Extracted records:
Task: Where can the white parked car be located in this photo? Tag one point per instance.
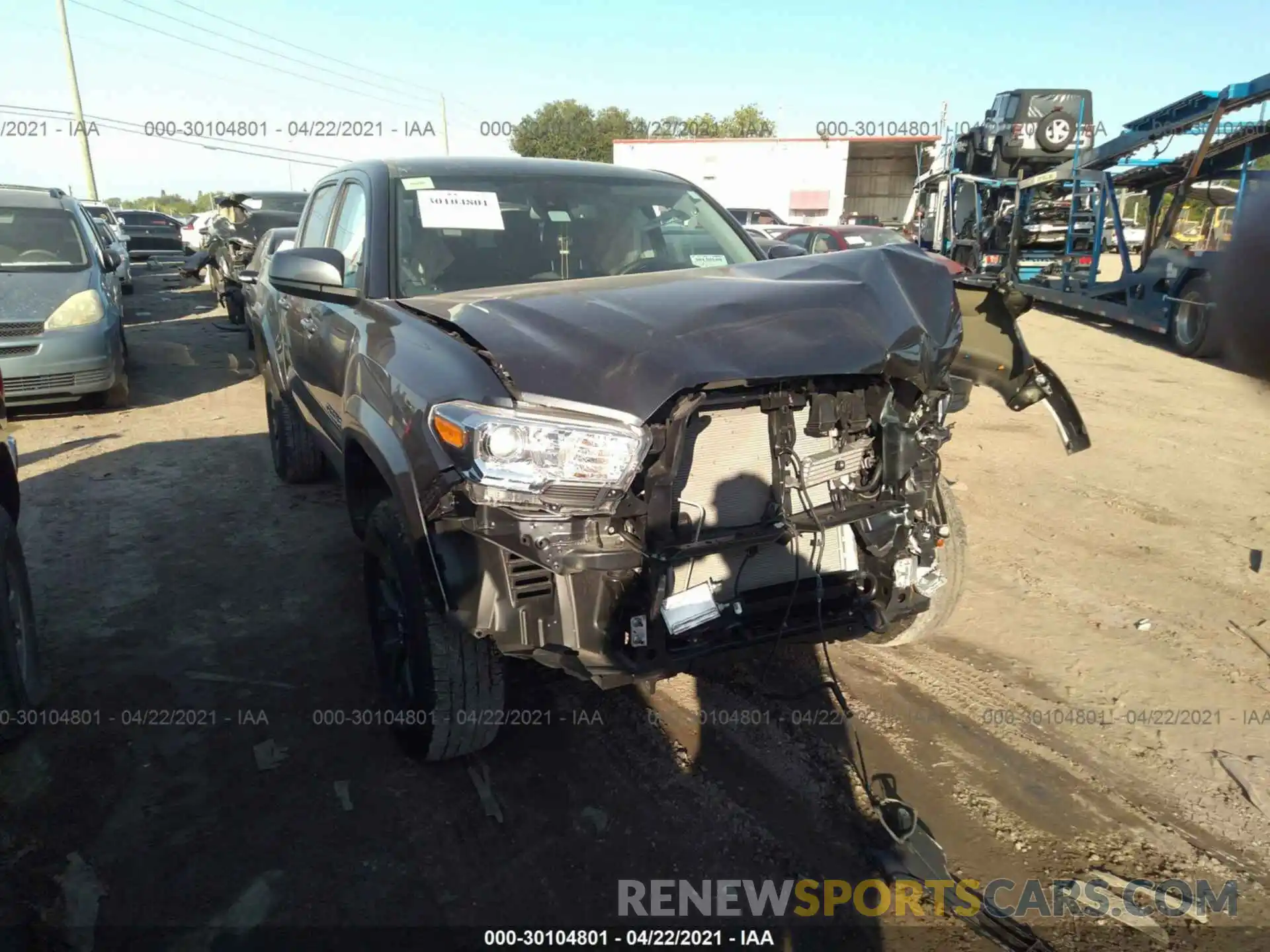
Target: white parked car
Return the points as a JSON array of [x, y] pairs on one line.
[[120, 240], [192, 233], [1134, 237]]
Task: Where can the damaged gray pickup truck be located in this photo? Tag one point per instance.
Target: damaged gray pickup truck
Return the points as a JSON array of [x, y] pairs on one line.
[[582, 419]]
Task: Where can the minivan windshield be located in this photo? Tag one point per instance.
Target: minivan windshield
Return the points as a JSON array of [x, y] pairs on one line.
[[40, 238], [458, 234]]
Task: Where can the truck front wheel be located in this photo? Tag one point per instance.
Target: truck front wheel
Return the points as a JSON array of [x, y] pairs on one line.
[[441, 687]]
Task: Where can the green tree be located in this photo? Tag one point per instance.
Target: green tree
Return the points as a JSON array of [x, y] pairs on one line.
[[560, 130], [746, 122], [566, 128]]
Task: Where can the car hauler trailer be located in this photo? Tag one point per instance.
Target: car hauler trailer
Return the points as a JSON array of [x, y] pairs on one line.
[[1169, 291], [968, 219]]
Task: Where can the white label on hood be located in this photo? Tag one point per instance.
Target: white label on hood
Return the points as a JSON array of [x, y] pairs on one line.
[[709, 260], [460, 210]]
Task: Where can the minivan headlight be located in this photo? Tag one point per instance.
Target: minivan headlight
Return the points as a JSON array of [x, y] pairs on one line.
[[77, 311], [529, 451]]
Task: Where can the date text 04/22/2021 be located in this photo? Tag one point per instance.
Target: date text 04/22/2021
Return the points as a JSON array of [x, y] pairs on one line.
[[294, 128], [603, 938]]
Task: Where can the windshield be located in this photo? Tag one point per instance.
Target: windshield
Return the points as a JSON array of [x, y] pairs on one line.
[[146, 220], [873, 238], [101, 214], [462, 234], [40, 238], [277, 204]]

**Problem to work on**
Take every line from the records above that has the word "hood" and copy it.

**Response to the exercise**
Task: Where can the white label on hood be located in this photo? Tag one point per instance.
Target: white label on hood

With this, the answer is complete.